▶ _WORK TO COMPLETE_
A. From the Magrath stormpond article, list every time of year or month it mentions.
B. Please answer these questions about the Magrath stormpond article, one answer a line:
(i) Who first reported the goldfish in the north stormpond?
(ii) What position does James Suffredine hold?
(iii) What is the estimated cost to the municipality of applying Rotenone?
C. Carry the Magrath stormpond article forward from its last sentence.

Segment Start: PASSAGE FOR REVIEW

By Nikki Jamieson
Westwind Weekly News
A stormpond in Magrath had to be drained following the discovery of goldfish in it.
The goldfish were first reported in the north stormpond mid-summer by people in the community. The town talked with Alberta Invasive Species Council and Fish and Wildlife about what to do, and the decision was made.
“In discussions with Fish and Wildlife, we were kind of saying well, what can we do here? And one of the things that came up was if we can drain the pond and keep it dry for a while, that may be one of your most successful, early methods to try to fix that,” said James Suffredine, CAO for Magrath. “We felt if we drained early and we caught it early enough, if we kept it dry for over the winter, it would work and we’ll go from there.”
“These fish can survive, and they are a real risk to the ecosystem if they were to make it down to Pothole Creek and beyond.”
The town got the permit to go, with work to drain the storm pond going in mid-August. The town is using their own equipment, so they aren’t incurring any other costs besides labour to do it.
If this method does not work, Suffredine said that applying Rotenone, a commonly used pesticide derived from the roots of tropical plants, to kill pest fish, would cost the municipality an estimated $25,000-40,000.

Segment End: PASSAGE FOR REVIEW
Segment Start: DATA SUPPLIED

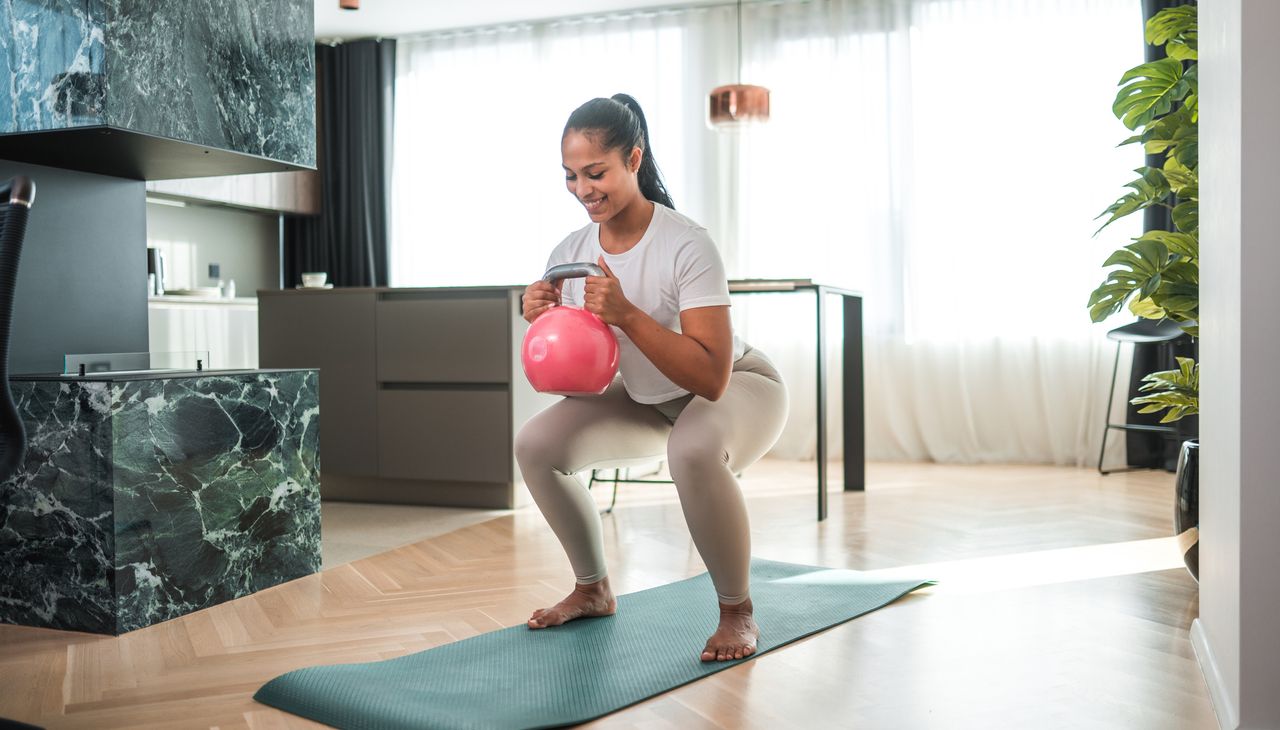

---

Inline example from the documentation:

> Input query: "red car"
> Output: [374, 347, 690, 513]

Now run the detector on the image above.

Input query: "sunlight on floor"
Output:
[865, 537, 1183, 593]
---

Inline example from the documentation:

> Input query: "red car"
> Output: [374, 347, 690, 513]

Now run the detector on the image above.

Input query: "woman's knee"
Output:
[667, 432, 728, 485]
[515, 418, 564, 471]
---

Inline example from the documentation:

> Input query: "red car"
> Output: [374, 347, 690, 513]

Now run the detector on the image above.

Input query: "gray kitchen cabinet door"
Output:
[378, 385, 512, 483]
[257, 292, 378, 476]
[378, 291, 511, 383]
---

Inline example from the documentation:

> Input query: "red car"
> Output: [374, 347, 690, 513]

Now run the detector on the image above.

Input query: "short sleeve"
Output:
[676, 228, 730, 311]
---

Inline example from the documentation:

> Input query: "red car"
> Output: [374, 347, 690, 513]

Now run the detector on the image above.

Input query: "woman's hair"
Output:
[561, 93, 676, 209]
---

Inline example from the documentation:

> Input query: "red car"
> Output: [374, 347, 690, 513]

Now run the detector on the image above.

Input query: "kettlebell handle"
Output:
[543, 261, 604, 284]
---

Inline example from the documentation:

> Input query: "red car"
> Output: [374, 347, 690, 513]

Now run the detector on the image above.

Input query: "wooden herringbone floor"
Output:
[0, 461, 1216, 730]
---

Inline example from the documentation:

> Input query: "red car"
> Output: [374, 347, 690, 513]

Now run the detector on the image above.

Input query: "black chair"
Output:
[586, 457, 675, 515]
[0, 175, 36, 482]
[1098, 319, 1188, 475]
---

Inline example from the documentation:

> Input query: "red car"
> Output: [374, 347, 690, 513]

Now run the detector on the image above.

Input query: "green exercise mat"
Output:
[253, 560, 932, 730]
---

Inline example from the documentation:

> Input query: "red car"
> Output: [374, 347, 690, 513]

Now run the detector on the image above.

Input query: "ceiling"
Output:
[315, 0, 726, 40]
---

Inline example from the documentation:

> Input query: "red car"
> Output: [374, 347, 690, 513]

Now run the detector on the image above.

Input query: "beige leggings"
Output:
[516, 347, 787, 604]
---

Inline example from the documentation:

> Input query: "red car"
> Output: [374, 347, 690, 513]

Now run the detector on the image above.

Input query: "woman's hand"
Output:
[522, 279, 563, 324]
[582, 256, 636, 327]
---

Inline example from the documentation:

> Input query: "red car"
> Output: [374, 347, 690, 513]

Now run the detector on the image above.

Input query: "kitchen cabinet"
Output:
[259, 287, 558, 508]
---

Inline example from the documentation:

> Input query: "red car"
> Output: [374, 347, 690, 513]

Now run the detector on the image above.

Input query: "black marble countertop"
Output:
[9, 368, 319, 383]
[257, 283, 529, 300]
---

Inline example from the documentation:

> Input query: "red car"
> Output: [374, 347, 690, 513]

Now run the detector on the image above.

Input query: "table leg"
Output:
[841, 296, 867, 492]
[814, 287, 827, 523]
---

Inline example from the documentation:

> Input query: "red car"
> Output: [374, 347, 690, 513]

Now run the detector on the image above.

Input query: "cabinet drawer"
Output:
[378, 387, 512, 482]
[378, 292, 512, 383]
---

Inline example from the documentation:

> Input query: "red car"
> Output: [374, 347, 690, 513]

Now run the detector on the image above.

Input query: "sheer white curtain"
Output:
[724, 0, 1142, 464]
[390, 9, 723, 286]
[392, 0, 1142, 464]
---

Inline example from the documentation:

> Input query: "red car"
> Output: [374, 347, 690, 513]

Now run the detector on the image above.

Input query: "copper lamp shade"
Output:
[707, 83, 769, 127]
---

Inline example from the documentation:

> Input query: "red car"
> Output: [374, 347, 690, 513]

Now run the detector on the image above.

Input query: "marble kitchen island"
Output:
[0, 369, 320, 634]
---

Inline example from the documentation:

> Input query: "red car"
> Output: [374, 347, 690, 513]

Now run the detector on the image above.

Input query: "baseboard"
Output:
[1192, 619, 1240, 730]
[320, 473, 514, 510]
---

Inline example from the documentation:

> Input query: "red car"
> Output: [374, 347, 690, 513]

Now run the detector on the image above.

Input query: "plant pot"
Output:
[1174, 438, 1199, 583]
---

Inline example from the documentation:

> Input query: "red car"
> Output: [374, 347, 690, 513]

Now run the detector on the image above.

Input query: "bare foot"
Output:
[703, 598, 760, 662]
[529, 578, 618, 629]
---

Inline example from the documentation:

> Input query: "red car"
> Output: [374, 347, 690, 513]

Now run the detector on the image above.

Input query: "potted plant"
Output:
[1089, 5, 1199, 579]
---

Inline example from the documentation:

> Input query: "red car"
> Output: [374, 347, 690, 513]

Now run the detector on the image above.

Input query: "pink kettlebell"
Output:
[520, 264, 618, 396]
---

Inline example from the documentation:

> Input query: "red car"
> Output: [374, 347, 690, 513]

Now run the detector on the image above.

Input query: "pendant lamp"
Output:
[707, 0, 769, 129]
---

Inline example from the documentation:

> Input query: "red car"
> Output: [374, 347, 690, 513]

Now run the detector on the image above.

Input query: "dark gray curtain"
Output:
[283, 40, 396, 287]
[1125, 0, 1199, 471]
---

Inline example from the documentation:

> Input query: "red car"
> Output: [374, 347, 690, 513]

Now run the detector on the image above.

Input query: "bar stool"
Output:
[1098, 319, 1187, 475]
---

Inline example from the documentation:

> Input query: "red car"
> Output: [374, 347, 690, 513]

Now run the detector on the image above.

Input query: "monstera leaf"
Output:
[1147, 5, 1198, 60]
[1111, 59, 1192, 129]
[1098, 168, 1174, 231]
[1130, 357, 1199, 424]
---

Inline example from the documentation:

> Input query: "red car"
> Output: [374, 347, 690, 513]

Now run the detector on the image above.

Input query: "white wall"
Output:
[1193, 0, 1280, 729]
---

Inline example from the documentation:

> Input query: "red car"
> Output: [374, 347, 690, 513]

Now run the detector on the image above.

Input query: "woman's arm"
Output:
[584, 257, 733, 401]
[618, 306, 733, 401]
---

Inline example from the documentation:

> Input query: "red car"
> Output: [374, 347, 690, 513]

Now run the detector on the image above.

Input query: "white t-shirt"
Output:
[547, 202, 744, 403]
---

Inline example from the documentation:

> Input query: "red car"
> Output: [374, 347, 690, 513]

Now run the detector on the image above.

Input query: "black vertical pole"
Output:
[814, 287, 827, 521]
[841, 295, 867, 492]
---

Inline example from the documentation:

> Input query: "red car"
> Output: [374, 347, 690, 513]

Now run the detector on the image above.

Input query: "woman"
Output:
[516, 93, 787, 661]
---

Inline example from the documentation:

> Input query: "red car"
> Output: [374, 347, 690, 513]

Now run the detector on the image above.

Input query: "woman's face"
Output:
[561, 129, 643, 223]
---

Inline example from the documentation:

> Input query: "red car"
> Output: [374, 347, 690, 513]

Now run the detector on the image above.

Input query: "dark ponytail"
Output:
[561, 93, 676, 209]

Segment End: DATA SUPPLIED
Segment Start: DATA SUPPLIED

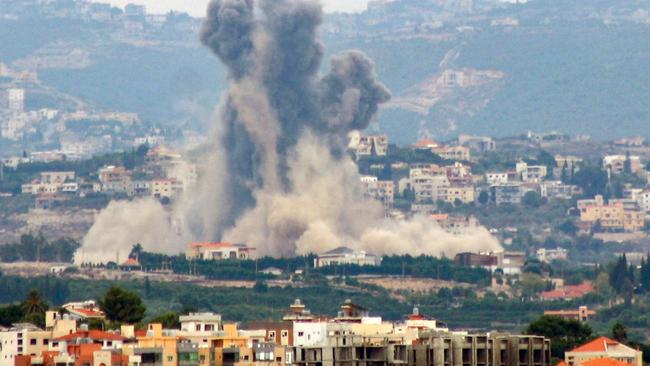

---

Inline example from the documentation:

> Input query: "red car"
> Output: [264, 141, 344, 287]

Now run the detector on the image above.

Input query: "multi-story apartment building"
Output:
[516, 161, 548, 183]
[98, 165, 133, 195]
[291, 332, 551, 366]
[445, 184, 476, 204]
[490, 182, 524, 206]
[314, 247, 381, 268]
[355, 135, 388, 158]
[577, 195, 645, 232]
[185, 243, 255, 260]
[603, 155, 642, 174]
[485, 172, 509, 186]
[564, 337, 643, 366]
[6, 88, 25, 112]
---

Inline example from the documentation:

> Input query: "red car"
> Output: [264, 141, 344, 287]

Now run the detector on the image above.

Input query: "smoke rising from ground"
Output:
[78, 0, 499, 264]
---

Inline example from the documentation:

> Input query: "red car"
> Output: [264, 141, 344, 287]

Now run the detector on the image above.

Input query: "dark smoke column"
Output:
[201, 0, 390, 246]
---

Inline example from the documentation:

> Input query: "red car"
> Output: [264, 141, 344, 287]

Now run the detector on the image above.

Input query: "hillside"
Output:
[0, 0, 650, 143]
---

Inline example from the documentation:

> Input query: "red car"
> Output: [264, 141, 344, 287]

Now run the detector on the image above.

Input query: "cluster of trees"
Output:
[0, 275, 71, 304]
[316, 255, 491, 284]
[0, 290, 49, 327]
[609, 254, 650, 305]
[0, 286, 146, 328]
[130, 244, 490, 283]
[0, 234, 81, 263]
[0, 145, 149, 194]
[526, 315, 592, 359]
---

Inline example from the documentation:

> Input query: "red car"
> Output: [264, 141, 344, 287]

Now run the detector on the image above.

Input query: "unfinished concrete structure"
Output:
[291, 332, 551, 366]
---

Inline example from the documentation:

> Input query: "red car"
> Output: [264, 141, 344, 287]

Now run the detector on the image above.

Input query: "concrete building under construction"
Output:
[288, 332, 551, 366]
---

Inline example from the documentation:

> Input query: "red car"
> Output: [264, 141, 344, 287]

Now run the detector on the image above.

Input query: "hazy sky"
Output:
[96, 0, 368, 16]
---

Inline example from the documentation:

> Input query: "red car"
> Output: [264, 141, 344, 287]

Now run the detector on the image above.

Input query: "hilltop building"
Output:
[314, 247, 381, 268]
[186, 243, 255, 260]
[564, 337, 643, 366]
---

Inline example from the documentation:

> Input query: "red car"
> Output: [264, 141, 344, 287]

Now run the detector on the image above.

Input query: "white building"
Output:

Segment End: DATA SUPPLIED

▶ _ANSWERS BY ITEM_
A.
mid-summer
mid-August
winter

B.
(i) People in the community.
(ii) CAO for Magrath.
(iii) $25,000-40,000.

C.
Goldfish have been a problem for several municipalities, including St. Albert, where in 2017, after draining the water, electrofishing and freezing the water and applying Rotenone — they removed an an estimated 45,000 goldfish and koi from storm ponds. According to the city’s website, they were still removing koi from Lacombe Lake Park under the 2019 goldfish removal program with Alberta Environment and Parks.
Under the Fisheries (Alberta) Act, there is a prohibited species list with 52 species of aquatic invasive fish, plants and invertebrates, all of which are illegal to import, sell, transport or possess in Alberta. Individuals releasing fish into public waters can face penalties up to $100,000 and a year in prison. Aquarium fish should never be released into any waters.
Megan Evans, executive director of Alberta Invasive Species Council, noted that it used to be a common practice for people to flush their fish or release them into the wild, as it was “seen to be maybe more human than euthanizing them”. However, releasing them into any body of water can cause all sorts of issues, and if they get into a natural water body, it would negatively impact any native species and the aquatic ecosystem.
“They are really prolific, so they reproduce quite quickly,” said Evans, adding that a female goldfish can lay an average of 500-1,000 eggs in a spawning period. “Some of the impacts include increasing water cloudiness, they can increase the growth rate of things like algae, and reduce native plants that cause oxygen. There is also the possibility of spreading diseases and parasites if they were contaminated and then released into the wild, so they can bring along with them any pathogens and that could impact native species that might be there.”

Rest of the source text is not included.